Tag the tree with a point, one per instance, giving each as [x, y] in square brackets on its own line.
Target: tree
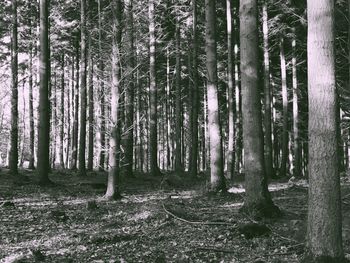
[112, 191]
[153, 143]
[258, 200]
[324, 226]
[83, 92]
[13, 162]
[217, 180]
[43, 163]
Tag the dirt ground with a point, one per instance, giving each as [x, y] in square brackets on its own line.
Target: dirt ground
[157, 220]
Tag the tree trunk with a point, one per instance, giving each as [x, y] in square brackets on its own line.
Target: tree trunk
[13, 158]
[129, 91]
[217, 180]
[267, 99]
[83, 93]
[284, 158]
[112, 191]
[153, 142]
[258, 200]
[324, 233]
[43, 163]
[297, 149]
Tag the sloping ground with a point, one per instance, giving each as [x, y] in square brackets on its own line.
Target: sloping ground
[70, 223]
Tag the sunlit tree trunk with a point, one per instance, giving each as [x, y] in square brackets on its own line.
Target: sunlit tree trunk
[324, 227]
[129, 91]
[13, 158]
[83, 93]
[267, 99]
[153, 142]
[284, 158]
[217, 180]
[257, 200]
[43, 164]
[112, 191]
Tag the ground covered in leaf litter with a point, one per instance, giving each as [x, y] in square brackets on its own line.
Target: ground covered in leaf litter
[158, 220]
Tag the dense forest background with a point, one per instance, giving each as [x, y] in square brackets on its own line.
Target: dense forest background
[186, 90]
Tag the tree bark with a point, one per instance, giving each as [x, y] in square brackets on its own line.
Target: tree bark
[324, 226]
[217, 181]
[258, 201]
[43, 163]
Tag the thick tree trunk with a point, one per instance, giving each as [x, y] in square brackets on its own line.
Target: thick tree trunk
[129, 91]
[217, 179]
[13, 158]
[112, 191]
[324, 227]
[258, 200]
[267, 99]
[153, 142]
[230, 87]
[83, 92]
[43, 164]
[284, 158]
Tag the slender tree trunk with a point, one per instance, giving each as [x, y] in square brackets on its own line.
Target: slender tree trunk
[267, 99]
[230, 87]
[83, 93]
[13, 158]
[324, 227]
[153, 142]
[129, 92]
[284, 159]
[258, 200]
[43, 164]
[297, 149]
[217, 180]
[62, 115]
[112, 191]
[195, 96]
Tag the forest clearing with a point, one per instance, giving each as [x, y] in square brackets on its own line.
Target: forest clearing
[153, 222]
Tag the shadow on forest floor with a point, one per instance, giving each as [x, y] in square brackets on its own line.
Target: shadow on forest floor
[157, 220]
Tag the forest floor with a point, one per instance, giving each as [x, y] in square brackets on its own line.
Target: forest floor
[157, 220]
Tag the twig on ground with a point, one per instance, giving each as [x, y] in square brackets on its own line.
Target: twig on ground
[196, 222]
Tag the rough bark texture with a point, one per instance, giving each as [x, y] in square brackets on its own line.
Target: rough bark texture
[230, 86]
[13, 160]
[267, 100]
[83, 92]
[217, 181]
[44, 105]
[257, 200]
[324, 237]
[129, 91]
[153, 142]
[112, 191]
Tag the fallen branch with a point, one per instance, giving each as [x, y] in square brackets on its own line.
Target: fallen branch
[196, 222]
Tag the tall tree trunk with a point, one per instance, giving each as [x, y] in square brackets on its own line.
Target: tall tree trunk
[324, 227]
[178, 106]
[267, 99]
[31, 107]
[284, 159]
[217, 180]
[129, 92]
[195, 96]
[13, 158]
[61, 157]
[153, 142]
[231, 124]
[43, 164]
[90, 164]
[297, 149]
[258, 200]
[83, 93]
[112, 191]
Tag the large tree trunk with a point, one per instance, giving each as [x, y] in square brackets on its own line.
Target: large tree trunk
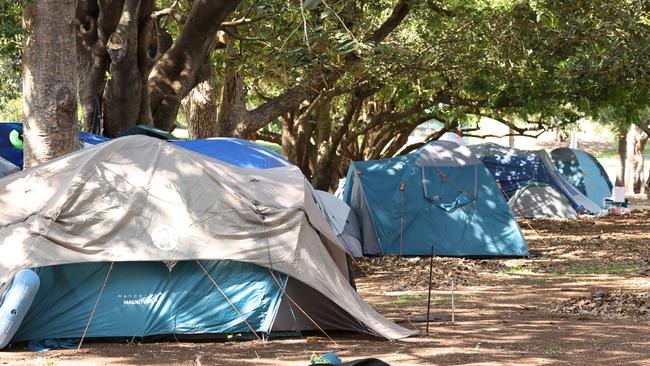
[232, 105]
[124, 55]
[126, 85]
[636, 141]
[49, 91]
[177, 72]
[622, 155]
[200, 109]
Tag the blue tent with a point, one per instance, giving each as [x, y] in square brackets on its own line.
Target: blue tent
[148, 298]
[144, 299]
[514, 169]
[584, 172]
[438, 196]
[235, 151]
[15, 155]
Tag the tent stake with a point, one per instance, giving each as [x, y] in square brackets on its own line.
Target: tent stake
[453, 302]
[430, 279]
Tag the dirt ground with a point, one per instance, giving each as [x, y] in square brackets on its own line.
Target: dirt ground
[582, 298]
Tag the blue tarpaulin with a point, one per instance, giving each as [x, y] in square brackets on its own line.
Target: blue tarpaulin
[15, 155]
[242, 153]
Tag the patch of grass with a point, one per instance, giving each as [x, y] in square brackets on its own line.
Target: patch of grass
[616, 268]
[271, 146]
[410, 299]
[554, 350]
[518, 270]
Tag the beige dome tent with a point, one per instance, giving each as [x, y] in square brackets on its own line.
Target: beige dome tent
[138, 198]
[538, 200]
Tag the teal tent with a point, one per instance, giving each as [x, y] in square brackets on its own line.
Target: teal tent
[584, 172]
[186, 299]
[440, 196]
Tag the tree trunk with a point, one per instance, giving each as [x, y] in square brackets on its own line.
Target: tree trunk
[129, 62]
[200, 109]
[125, 83]
[636, 141]
[232, 104]
[622, 154]
[49, 91]
[511, 138]
[177, 72]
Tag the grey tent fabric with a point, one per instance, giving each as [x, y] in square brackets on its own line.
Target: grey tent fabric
[343, 221]
[138, 198]
[7, 168]
[541, 201]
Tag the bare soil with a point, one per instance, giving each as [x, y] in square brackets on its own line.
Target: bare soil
[581, 299]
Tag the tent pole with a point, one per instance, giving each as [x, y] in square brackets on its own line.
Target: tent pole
[92, 313]
[430, 280]
[401, 223]
[229, 302]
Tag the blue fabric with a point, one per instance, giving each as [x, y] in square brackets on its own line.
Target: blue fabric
[584, 172]
[186, 300]
[146, 298]
[235, 151]
[15, 155]
[7, 150]
[458, 210]
[516, 171]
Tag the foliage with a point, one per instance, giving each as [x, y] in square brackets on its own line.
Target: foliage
[10, 54]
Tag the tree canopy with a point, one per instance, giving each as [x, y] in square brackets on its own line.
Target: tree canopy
[339, 80]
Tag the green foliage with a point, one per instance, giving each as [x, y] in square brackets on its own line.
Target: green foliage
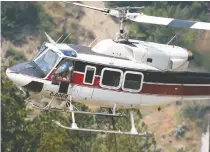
[22, 19]
[186, 38]
[196, 113]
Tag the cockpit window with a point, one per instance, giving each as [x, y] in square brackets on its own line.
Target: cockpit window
[64, 71]
[47, 61]
[42, 49]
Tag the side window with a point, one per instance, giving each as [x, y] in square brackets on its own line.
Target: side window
[111, 78]
[132, 81]
[89, 75]
[64, 71]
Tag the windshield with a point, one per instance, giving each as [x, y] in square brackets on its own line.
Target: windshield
[42, 49]
[47, 61]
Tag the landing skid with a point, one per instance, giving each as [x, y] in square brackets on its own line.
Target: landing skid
[146, 134]
[72, 109]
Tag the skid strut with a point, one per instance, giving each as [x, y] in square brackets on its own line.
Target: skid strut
[75, 127]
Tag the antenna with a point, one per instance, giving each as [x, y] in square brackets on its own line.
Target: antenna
[66, 37]
[90, 45]
[59, 38]
[171, 40]
[50, 39]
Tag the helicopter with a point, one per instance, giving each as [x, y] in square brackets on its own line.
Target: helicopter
[118, 73]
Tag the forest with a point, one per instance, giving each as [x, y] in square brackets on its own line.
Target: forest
[19, 133]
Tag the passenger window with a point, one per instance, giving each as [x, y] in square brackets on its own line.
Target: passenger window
[132, 81]
[111, 78]
[89, 75]
[64, 71]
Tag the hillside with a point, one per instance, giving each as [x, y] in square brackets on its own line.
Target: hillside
[85, 27]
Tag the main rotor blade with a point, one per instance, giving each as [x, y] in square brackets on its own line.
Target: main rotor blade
[168, 21]
[87, 6]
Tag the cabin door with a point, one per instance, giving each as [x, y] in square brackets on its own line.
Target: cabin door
[85, 91]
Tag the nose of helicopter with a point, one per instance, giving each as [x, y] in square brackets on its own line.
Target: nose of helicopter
[17, 78]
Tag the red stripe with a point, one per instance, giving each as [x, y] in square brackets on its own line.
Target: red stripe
[160, 89]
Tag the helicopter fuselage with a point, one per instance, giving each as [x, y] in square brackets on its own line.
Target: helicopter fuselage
[99, 79]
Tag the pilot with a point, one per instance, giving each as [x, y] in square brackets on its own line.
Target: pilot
[64, 72]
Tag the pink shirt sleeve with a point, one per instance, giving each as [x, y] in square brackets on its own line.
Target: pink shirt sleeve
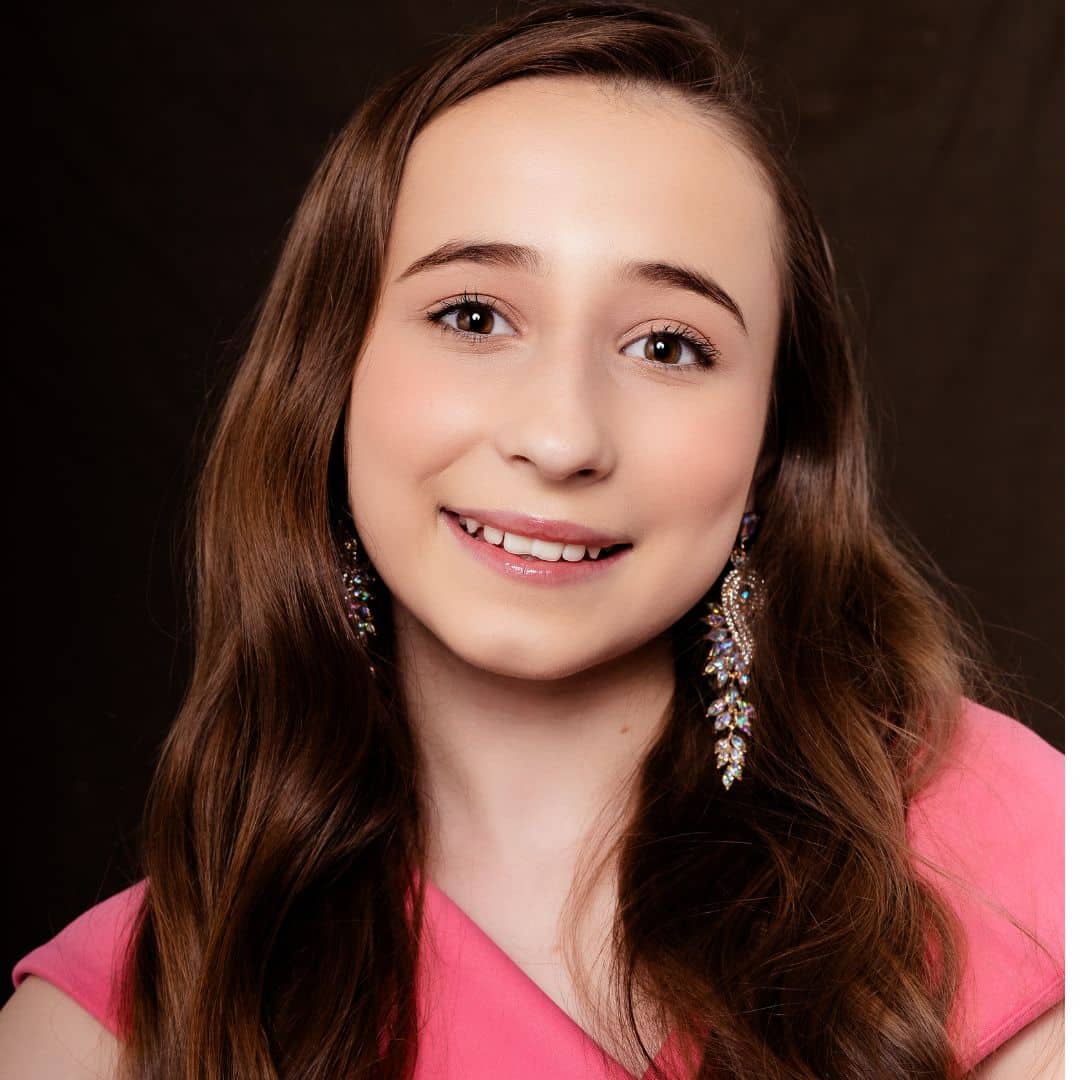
[991, 827]
[85, 957]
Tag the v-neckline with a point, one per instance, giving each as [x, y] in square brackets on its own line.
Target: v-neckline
[446, 907]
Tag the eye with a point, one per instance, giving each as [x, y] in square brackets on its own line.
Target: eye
[473, 318]
[665, 347]
[670, 345]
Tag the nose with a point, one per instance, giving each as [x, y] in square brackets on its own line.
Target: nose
[556, 415]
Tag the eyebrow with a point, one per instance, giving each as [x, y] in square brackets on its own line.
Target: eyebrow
[529, 259]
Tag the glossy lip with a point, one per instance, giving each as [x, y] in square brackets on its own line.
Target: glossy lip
[539, 528]
[522, 568]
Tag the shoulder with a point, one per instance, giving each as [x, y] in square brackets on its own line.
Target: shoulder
[988, 833]
[85, 958]
[43, 1033]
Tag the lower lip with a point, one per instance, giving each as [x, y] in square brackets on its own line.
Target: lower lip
[522, 568]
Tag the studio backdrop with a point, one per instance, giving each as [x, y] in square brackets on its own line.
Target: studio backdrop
[169, 145]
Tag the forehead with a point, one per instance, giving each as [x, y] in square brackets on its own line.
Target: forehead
[589, 176]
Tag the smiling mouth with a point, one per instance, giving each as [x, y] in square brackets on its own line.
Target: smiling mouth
[530, 548]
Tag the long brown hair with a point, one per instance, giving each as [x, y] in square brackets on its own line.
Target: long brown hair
[781, 925]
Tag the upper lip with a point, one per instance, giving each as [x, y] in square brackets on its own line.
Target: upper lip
[540, 528]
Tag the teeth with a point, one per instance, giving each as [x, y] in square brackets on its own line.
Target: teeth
[547, 550]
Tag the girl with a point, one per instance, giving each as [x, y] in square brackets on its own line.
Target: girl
[563, 704]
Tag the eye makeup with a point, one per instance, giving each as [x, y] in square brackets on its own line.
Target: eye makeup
[706, 353]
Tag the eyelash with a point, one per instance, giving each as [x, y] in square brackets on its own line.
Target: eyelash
[706, 351]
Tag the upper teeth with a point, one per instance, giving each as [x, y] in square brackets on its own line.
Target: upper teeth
[549, 550]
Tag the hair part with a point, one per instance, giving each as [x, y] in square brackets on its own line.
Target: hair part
[780, 926]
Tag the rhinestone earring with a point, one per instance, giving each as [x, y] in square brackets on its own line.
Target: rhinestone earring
[359, 581]
[730, 651]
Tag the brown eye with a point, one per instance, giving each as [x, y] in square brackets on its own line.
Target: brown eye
[663, 348]
[474, 319]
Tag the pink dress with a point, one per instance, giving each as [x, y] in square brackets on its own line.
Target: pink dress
[993, 821]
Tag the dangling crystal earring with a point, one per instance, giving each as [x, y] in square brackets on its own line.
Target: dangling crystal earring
[730, 651]
[359, 581]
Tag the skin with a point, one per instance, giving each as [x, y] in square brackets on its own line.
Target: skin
[535, 704]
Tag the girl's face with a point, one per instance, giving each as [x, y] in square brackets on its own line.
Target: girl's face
[578, 324]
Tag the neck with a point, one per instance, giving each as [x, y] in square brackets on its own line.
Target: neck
[516, 772]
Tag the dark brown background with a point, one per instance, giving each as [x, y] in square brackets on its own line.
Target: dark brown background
[167, 147]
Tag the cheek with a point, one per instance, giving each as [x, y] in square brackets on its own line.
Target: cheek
[408, 418]
[696, 462]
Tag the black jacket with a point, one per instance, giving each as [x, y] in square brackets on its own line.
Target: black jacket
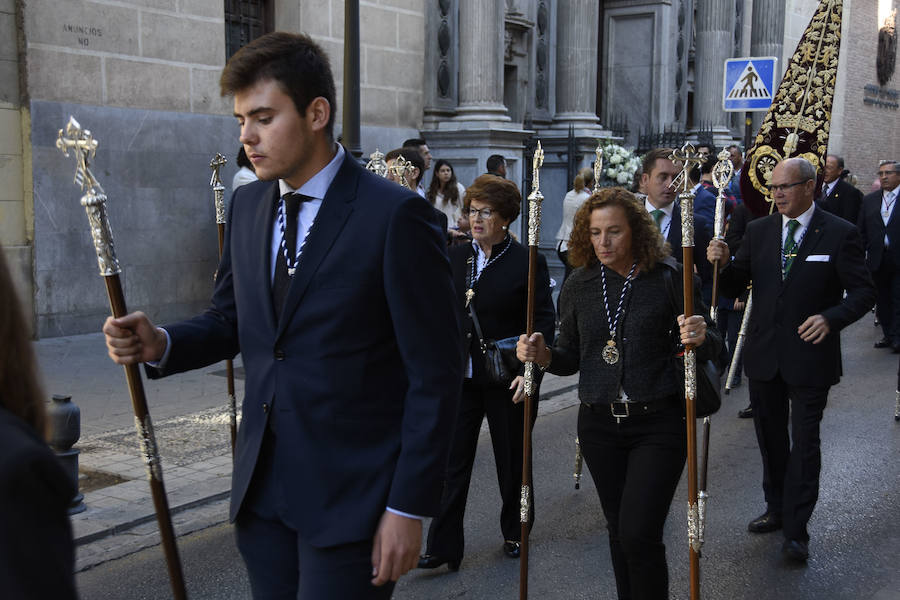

§ §

=== Exercise instructions ===
Rewrite the records from the line that contains "Tag the neck" through the end of the records, swapping "instance" for "occurrence" everywhere and leaving all else unchanged. Omit the pictures from your answer.

=== Exercise output ===
Tag the neck with a point, one per occurrence, giving each as [x, y] in square brackets on its own line.
Target: neck
[516, 772]
Tag the dark brown background with a point, one per occurrence, giving each as [x, y] in square brackets on its own line.
Target: dark brown background
[167, 147]
Tag the cheek with a point, one per occurrence, giving each as [x, y] in square brackets on its own line.
Target: cheek
[408, 418]
[696, 462]
Tag the black jacket with a point, one per occurrence, giving each as [x, y] in square brackets on its own line.
Target: black jacket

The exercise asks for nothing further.